EXERCISE PROMPT: Answer with one number: the count of lines in this material that hold the word "yellow".
*** SUPPLIED MATERIAL ***
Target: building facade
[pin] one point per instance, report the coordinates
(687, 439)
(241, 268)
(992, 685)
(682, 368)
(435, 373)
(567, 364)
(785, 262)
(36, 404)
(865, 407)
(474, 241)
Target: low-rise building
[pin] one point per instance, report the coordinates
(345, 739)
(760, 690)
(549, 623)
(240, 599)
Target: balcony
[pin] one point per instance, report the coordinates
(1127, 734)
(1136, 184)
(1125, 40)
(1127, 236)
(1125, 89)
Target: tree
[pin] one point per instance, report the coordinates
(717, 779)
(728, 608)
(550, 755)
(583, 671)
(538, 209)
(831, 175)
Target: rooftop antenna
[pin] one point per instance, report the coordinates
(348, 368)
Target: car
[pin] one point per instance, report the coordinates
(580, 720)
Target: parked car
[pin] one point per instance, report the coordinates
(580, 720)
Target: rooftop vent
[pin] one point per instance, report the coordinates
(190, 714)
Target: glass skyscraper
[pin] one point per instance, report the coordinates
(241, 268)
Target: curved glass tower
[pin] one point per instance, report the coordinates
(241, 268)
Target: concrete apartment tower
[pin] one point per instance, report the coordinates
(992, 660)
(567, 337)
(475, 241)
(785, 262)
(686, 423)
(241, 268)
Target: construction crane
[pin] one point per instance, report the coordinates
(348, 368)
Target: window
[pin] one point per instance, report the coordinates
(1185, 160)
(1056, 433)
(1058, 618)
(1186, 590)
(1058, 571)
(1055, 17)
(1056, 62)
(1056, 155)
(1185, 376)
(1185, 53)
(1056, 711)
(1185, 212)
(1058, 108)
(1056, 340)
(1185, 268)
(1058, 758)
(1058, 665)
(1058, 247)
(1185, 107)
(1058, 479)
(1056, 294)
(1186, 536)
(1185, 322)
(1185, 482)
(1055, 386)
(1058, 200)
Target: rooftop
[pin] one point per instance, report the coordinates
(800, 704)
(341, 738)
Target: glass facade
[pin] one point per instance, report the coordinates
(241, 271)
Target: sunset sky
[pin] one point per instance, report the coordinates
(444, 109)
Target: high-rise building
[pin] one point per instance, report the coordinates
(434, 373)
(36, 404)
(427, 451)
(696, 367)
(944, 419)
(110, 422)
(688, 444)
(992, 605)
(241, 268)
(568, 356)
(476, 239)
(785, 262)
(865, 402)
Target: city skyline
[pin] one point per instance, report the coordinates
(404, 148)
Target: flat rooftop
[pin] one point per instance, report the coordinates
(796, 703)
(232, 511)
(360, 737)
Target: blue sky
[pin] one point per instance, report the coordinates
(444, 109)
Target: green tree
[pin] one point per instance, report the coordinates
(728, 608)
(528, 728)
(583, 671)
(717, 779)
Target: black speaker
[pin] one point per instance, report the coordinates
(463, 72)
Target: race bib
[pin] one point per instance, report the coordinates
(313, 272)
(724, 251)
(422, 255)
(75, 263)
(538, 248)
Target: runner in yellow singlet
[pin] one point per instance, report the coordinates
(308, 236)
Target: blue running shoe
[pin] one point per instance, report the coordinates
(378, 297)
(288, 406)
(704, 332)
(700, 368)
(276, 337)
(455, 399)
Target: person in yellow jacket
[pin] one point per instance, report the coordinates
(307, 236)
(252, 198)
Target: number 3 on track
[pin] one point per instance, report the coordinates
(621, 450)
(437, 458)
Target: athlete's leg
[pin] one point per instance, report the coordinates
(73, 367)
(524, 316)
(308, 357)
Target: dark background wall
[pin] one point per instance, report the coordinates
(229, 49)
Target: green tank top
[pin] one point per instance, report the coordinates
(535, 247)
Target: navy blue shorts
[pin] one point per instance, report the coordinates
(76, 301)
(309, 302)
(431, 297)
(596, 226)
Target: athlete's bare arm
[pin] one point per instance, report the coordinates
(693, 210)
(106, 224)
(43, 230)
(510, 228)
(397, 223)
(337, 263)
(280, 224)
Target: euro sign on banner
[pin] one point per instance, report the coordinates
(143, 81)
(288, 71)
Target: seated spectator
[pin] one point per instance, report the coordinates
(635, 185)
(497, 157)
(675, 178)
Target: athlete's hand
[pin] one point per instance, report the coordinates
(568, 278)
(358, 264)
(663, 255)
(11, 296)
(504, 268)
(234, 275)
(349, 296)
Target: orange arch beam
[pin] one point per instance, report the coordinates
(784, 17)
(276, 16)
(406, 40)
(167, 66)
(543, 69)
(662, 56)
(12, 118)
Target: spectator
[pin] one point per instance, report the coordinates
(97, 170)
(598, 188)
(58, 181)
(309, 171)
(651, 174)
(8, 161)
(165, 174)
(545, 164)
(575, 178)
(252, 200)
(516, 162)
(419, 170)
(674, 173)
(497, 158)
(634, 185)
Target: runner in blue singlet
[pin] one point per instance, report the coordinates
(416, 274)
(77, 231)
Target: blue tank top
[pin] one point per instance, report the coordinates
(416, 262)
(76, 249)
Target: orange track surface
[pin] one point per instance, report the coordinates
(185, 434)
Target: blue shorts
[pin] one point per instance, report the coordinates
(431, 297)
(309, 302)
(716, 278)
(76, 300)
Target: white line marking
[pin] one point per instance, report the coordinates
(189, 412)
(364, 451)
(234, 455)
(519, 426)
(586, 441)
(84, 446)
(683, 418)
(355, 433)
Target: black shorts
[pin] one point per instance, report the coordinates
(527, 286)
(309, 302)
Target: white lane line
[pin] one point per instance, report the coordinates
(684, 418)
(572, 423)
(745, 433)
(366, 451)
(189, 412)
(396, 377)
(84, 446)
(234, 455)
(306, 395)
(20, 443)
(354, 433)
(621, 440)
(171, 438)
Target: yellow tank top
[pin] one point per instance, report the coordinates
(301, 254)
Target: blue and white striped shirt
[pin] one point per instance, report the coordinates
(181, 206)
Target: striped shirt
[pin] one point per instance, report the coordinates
*** End of SUPPLIED MATERIAL ***
RESULT FOR THIS EXERCISE: 3